Requirement: In the part of the records that opens with the line containing "Each instance of the outstretched" and closes with the line containing "963], [39, 816]]", swap "marker" for "dot" and reproduce only those lines, leaving everything else unchanged.

>>>

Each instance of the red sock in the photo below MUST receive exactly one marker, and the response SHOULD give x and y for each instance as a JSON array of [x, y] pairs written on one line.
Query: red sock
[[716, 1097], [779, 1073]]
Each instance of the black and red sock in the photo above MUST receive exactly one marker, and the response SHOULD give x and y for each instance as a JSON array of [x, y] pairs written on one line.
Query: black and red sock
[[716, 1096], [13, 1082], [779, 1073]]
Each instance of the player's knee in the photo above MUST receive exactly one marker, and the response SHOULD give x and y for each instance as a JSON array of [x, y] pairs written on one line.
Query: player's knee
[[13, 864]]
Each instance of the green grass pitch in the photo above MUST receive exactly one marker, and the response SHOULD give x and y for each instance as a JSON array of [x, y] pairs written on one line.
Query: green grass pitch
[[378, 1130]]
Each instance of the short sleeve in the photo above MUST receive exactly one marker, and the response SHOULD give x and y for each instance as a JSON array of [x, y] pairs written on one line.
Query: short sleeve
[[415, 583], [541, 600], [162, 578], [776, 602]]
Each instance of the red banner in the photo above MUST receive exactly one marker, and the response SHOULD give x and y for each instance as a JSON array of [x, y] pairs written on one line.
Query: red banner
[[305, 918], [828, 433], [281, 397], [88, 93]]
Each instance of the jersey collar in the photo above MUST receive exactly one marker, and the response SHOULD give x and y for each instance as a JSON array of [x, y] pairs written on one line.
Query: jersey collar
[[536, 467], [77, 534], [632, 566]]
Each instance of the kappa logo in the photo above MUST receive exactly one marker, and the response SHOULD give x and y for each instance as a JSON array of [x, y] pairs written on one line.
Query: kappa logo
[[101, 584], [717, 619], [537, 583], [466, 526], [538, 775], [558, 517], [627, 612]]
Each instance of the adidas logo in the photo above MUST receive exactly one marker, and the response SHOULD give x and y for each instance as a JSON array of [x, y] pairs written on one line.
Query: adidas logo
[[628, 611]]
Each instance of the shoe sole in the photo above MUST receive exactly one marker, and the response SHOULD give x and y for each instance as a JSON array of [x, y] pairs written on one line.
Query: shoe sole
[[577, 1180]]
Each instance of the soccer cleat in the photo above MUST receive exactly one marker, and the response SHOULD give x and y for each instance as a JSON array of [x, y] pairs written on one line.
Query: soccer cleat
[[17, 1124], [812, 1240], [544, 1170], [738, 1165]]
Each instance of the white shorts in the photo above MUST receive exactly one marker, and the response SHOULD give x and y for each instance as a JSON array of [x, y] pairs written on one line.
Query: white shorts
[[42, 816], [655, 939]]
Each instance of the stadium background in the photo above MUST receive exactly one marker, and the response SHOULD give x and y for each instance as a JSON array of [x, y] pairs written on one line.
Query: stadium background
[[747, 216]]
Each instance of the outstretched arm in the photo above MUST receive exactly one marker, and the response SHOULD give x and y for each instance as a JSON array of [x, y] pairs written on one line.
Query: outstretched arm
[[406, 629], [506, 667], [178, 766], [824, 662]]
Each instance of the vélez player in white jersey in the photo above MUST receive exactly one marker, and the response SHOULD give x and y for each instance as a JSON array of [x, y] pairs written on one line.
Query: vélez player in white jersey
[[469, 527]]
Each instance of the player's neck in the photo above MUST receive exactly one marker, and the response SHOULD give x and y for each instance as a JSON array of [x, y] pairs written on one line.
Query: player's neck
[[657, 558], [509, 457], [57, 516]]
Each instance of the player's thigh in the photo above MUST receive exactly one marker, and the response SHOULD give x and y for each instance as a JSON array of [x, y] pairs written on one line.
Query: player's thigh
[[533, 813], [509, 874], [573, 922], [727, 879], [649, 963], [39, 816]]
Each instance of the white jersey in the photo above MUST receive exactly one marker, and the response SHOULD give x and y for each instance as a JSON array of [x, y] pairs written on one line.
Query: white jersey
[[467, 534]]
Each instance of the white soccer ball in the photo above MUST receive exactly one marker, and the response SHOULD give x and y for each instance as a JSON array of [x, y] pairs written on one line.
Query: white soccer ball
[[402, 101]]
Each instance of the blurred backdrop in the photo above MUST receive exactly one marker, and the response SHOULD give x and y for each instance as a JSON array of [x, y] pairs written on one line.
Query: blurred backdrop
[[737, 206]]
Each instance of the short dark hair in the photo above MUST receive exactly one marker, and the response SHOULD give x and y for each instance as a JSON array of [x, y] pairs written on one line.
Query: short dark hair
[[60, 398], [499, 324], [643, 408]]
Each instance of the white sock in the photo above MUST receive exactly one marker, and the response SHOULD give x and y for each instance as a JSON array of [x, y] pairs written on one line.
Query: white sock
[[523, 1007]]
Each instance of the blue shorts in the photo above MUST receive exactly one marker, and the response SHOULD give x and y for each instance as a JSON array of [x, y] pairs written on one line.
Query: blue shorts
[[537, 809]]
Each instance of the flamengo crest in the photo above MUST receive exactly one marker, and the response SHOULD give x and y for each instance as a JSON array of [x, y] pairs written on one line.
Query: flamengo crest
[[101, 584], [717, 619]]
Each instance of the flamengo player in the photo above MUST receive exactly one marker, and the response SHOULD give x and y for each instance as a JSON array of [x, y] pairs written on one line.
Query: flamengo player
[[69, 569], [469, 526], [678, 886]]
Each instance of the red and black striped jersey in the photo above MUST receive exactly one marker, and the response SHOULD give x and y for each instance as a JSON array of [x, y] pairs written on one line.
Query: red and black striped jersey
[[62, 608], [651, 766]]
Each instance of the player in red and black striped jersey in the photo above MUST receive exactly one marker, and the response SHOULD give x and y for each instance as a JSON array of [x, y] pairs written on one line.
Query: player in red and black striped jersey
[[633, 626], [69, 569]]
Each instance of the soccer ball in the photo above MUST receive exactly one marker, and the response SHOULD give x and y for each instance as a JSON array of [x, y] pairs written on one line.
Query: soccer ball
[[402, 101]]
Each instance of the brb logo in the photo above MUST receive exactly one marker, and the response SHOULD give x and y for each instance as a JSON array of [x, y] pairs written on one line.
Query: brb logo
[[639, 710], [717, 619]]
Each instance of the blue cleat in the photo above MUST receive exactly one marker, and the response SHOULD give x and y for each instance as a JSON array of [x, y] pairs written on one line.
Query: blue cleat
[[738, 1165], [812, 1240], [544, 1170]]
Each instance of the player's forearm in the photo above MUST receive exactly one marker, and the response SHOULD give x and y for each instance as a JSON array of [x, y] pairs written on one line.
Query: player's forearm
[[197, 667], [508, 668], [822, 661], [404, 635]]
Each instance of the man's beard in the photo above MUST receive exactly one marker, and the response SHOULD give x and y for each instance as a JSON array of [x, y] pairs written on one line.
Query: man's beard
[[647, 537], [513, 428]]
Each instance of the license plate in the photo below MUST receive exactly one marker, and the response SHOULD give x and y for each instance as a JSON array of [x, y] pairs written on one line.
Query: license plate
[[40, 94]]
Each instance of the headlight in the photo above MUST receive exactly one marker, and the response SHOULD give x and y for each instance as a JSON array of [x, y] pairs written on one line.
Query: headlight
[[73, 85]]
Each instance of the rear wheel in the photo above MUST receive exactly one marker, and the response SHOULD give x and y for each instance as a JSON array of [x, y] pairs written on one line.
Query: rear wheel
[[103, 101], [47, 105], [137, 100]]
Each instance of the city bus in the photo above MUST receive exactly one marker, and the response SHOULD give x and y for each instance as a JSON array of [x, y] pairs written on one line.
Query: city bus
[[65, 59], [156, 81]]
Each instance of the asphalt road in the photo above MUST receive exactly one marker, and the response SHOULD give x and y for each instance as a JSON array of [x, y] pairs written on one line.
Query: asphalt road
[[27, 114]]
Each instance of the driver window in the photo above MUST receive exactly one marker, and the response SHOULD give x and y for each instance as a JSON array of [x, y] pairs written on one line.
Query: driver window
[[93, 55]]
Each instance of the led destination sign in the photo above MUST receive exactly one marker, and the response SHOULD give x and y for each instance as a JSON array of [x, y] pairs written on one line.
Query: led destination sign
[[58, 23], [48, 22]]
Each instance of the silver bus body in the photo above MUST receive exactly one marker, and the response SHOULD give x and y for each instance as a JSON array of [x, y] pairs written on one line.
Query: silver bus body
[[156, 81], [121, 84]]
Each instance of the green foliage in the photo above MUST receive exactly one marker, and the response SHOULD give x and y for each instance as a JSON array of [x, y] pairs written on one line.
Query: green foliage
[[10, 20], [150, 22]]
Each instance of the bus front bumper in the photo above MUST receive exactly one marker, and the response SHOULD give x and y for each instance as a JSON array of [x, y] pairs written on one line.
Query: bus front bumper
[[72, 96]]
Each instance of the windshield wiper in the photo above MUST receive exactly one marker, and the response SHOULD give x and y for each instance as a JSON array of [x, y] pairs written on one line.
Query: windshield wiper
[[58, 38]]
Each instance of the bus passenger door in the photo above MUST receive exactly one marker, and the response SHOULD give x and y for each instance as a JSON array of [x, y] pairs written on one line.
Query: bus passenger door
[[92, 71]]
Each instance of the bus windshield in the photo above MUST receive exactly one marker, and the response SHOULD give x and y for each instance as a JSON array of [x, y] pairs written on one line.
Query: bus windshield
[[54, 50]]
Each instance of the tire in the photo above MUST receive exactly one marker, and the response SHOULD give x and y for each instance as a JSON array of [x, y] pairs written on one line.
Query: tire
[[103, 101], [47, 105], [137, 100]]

<<<

Problem solution:
Each instance of the outstretched arm in the photo above MUST receive exactly one dot, and the response SHOULD give x and y for each instance as a JSON array of [x, y] pairs written on one line.
Query: outstretched arm
[[406, 629], [506, 667], [178, 766], [824, 662]]
Each instance of the vélez player in white jersey in the photo above MUST receive exactly one dot, and the response SHOULD give x and y for each instance as a JSON array of [x, y] pairs written on one line.
Query: vélez player in white jersey
[[469, 527]]
Each instance of the player's neck in the photo above MUST receive exactly one dot, and the response SHOULD give x and y for each instance as a JSON array of [x, y] pairs written on one line.
Query: player's neck
[[657, 558], [509, 457], [57, 516]]
Each instance of the player's thigh in the photo above MUST receive exactly one dot, and the response SHOULD give x and y for each instance as a JSON array of [x, y] pairs written on one line.
Query: player's thigh
[[533, 813], [509, 874], [573, 922], [727, 879], [649, 963], [39, 816]]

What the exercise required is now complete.